Doctoral Thesis: Practical Considerations For the Deployment of Clinical NLP Systems

Wednesday, May 1
1:30 pm - 3:00 pm

E25, Room 117

By: Eric Lehman

Supervisor: Peter Szolovits

Details

  • Date: Wednesday, May 1
  • Time: 1:30 pm - 3:00 pm
  • Category:
  • Location: E25, Room 117
Additional Location Details:

https://mit.zoom.us/j/6036483463

Abstract: Although recent advances in scaling large language models (LLMs) have resulted in improvements on many NLP tasks, it remains unclear whether these models
trained primarily with general web text are the right tool in highly specialized, safety critical domains such as healthcare. A healthcare system attempting to automate a clinical task must weigh all approaches with respect to safety, efficacy, and efficiency. This thesis investigates the challenges and implications of implementing LLMs in clinical settings, focusing on the three considerations listed above: safety, efficacy, and efficiency. We first explore the potential biases that might be introduced in downstream patient safety by using LLMs in a zero or few-shot setting and find that LLMs can propagate, or even amplify, harmful societal biases in a number of clinical tasks. Then, we examine the privacy considerations of pretraining a language model on protected health information (PHI) bearing clinical text and find that simple probing methods are unable to meaningfully extract sensitive information from an encoder-only language model pretrained on non-deidentified electronic health record (EHR) notes. Finally, we conduct an extensive empirical analysis of 12 language models, ranging from 220M to 175B parameters, measuring their performance on 3 different clinical tasks that test their ability to parse and reason over electronic health records. We show that relatively small specialized clinical models are substantially more effective than larger models trained on general text used through in-context learning. Further, we find that pretraining on clinical tokens allows for smaller, more parameter-efficient models that either match or outperform much larger language models trained on general text. We argue that using a clinical text-specific pretrained language model allows for an efficient, effective, and privacy-conscious approach, enabling a tailored and ethically responsible application of AI in healthcare.
★ ★ ★ ★ ★ ★ ★
- _Exercise description_
According to the thesis announcement, how many language models were included in the empirical analysis, and what range of sizes did they cover?

Stored dataset items
★ ★ ★ ★ ★ ★ ★
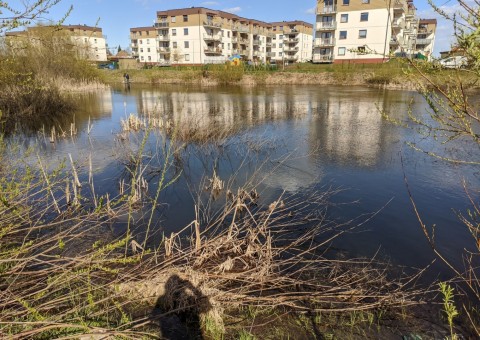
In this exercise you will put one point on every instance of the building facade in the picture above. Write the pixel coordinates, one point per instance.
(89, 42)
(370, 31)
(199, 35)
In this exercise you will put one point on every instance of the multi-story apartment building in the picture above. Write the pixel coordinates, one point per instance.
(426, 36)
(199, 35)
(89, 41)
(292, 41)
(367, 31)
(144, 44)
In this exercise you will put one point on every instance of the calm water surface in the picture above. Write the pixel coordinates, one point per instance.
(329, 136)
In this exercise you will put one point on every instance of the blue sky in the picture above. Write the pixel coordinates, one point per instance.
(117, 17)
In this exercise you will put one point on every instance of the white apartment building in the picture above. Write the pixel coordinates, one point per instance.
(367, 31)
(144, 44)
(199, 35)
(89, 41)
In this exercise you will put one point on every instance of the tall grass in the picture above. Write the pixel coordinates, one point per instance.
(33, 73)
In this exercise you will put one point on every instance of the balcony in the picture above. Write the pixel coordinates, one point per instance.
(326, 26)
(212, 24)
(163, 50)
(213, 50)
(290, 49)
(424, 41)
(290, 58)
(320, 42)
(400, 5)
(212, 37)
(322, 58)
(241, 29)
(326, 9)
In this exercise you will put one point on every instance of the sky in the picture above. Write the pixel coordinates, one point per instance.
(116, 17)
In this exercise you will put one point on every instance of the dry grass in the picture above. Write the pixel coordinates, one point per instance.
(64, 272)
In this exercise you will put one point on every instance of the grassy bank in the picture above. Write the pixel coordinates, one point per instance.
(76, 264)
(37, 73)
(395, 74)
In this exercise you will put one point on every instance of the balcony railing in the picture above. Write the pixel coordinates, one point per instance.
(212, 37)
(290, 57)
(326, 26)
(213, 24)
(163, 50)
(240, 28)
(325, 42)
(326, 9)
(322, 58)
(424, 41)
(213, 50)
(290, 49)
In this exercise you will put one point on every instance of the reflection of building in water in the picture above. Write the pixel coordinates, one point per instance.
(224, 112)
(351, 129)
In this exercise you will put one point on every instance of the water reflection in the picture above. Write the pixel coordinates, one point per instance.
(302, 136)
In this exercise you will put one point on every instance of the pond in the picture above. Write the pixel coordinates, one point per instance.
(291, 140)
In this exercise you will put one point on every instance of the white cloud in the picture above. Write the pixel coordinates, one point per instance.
★ ★ ★ ★ ★ ★ ★
- _Solution to this problem_
Twelve language models, ranging from 220M to 175B parameters.